[Task statement]
Print the complete set of entries exactly.

[Pointing records]

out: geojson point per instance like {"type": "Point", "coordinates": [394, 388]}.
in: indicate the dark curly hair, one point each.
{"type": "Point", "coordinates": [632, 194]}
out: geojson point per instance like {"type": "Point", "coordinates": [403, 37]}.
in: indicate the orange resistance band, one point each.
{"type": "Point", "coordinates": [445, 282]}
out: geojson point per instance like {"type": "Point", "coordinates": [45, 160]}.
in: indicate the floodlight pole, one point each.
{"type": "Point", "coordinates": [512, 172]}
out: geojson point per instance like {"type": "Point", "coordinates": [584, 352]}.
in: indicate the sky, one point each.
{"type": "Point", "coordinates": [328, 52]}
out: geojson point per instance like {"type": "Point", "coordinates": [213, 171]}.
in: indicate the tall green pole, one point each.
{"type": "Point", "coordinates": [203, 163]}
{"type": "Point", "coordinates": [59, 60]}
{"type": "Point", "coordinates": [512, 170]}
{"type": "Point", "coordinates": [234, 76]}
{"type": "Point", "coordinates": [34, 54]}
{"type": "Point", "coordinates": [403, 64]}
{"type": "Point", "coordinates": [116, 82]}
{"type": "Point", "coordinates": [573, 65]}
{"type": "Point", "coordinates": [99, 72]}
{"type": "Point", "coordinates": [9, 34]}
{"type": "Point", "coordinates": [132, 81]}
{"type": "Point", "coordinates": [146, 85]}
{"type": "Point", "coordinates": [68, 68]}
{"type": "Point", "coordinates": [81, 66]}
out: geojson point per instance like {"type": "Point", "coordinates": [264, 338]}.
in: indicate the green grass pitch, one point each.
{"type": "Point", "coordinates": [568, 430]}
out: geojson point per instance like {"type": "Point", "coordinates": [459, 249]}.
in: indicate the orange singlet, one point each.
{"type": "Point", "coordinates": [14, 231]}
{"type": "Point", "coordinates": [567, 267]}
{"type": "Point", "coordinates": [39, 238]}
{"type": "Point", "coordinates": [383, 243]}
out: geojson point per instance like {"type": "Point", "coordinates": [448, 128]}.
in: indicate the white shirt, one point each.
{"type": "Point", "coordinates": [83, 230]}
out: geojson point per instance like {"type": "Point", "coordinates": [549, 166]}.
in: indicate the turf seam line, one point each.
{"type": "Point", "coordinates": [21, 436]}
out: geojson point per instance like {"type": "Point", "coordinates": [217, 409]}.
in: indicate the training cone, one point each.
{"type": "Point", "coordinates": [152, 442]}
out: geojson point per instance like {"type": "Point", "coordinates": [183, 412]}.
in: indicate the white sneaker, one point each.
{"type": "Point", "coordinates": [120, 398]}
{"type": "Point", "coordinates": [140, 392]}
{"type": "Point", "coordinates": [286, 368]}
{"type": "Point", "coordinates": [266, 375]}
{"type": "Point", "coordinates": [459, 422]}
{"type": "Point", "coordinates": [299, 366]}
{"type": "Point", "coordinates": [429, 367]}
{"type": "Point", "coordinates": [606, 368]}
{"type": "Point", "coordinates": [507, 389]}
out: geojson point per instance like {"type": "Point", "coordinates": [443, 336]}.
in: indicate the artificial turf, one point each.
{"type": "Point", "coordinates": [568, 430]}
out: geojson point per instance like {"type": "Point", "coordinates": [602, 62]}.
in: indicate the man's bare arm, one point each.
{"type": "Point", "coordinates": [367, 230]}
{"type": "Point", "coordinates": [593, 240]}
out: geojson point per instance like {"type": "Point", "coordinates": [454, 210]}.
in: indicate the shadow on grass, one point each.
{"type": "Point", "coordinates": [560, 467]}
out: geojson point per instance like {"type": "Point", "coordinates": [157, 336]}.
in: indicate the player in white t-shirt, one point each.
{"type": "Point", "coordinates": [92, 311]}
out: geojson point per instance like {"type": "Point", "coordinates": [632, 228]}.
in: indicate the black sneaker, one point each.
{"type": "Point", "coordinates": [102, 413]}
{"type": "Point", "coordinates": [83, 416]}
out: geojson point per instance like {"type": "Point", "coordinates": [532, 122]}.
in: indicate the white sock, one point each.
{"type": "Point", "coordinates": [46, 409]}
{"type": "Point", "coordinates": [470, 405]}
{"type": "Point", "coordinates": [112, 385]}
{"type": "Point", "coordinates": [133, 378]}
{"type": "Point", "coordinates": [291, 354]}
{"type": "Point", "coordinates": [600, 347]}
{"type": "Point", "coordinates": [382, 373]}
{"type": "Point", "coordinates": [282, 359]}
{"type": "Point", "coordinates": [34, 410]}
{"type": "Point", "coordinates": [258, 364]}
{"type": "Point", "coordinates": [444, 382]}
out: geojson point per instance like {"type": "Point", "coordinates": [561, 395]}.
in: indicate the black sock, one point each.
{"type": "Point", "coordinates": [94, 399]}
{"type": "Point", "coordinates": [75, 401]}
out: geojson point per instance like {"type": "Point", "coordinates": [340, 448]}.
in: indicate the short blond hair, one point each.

[Full solution]
out: geojson point per instance like {"type": "Point", "coordinates": [394, 388]}.
in: indicate the dark curly hair, one point each.
{"type": "Point", "coordinates": [632, 194]}
out: geojson point per instance like {"type": "Point", "coordinates": [403, 37]}.
in: indicate the orange resistance band, one point each.
{"type": "Point", "coordinates": [445, 282]}
out: geojson point per instance like {"type": "Point", "coordinates": [45, 160]}.
in: indicate the floodlight pole, one point each.
{"type": "Point", "coordinates": [512, 172]}
out: geojson point per instance like {"type": "Point", "coordinates": [584, 352]}.
in: indicate the sky, one point each.
{"type": "Point", "coordinates": [328, 52]}
out: geojson point per instance like {"type": "Point", "coordinates": [213, 171]}.
in: indicate the tall green pole, one point each.
{"type": "Point", "coordinates": [203, 163]}
{"type": "Point", "coordinates": [59, 60]}
{"type": "Point", "coordinates": [512, 170]}
{"type": "Point", "coordinates": [234, 76]}
{"type": "Point", "coordinates": [34, 54]}
{"type": "Point", "coordinates": [403, 64]}
{"type": "Point", "coordinates": [116, 82]}
{"type": "Point", "coordinates": [573, 65]}
{"type": "Point", "coordinates": [99, 72]}
{"type": "Point", "coordinates": [9, 34]}
{"type": "Point", "coordinates": [132, 81]}
{"type": "Point", "coordinates": [146, 85]}
{"type": "Point", "coordinates": [68, 68]}
{"type": "Point", "coordinates": [81, 66]}
out: geojson point per instance like {"type": "Point", "coordinates": [264, 338]}.
in: indicate the green grass pitch, one point each.
{"type": "Point", "coordinates": [568, 430]}
out: geojson point per instance like {"type": "Point", "coordinates": [459, 249]}.
in: indicate the orange singlet, one point each.
{"type": "Point", "coordinates": [14, 231]}
{"type": "Point", "coordinates": [567, 267]}
{"type": "Point", "coordinates": [39, 238]}
{"type": "Point", "coordinates": [383, 243]}
out: geojson point per instance like {"type": "Point", "coordinates": [448, 128]}.
in: indicate the white shirt, one point each.
{"type": "Point", "coordinates": [83, 230]}
out: geojson point per instance like {"type": "Point", "coordinates": [549, 166]}.
in: indicate the turf seam line, one point each.
{"type": "Point", "coordinates": [21, 436]}
out: geojson point per instance like {"type": "Point", "coordinates": [217, 409]}.
in: indicate the training cone, one point each.
{"type": "Point", "coordinates": [152, 442]}
out: geojson point per instance like {"type": "Point", "coordinates": [183, 412]}.
in: indicate the white sneaker, one point each.
{"type": "Point", "coordinates": [120, 398]}
{"type": "Point", "coordinates": [140, 392]}
{"type": "Point", "coordinates": [286, 368]}
{"type": "Point", "coordinates": [266, 375]}
{"type": "Point", "coordinates": [459, 422]}
{"type": "Point", "coordinates": [299, 366]}
{"type": "Point", "coordinates": [429, 367]}
{"type": "Point", "coordinates": [606, 368]}
{"type": "Point", "coordinates": [507, 389]}
out: geojson point per instance like {"type": "Point", "coordinates": [443, 336]}.
in: indicate the artificial turf, one point each.
{"type": "Point", "coordinates": [568, 430]}
out: geojson point per instance like {"type": "Point", "coordinates": [602, 62]}.
in: indicate the man's bare arm, one point each.
{"type": "Point", "coordinates": [367, 230]}
{"type": "Point", "coordinates": [593, 240]}
out: geojson point per instance like {"type": "Point", "coordinates": [454, 210]}.
in: indicate the shadow on grass, one point each.
{"type": "Point", "coordinates": [560, 467]}
out: geojson point per instance like {"type": "Point", "coordinates": [157, 336]}.
in: indicate the player in white t-shirt, one point each.
{"type": "Point", "coordinates": [92, 311]}
out: geojson point per instance like {"type": "Point", "coordinates": [632, 228]}.
in: indicate the black sneaker, one point each.
{"type": "Point", "coordinates": [102, 413]}
{"type": "Point", "coordinates": [83, 416]}
out: geojson point per instance like {"type": "Point", "coordinates": [532, 122]}.
in: indicate the white sock, one point each.
{"type": "Point", "coordinates": [46, 409]}
{"type": "Point", "coordinates": [470, 405]}
{"type": "Point", "coordinates": [112, 385]}
{"type": "Point", "coordinates": [133, 378]}
{"type": "Point", "coordinates": [291, 354]}
{"type": "Point", "coordinates": [600, 347]}
{"type": "Point", "coordinates": [382, 373]}
{"type": "Point", "coordinates": [282, 359]}
{"type": "Point", "coordinates": [34, 410]}
{"type": "Point", "coordinates": [258, 364]}
{"type": "Point", "coordinates": [444, 382]}
out: geojson point per instance like {"type": "Point", "coordinates": [561, 395]}.
in: indicate the black sock, one point each.
{"type": "Point", "coordinates": [94, 399]}
{"type": "Point", "coordinates": [75, 401]}
out: geojson point per instance like {"type": "Point", "coordinates": [340, 448]}.
in: indicate the short blond hair, one point each.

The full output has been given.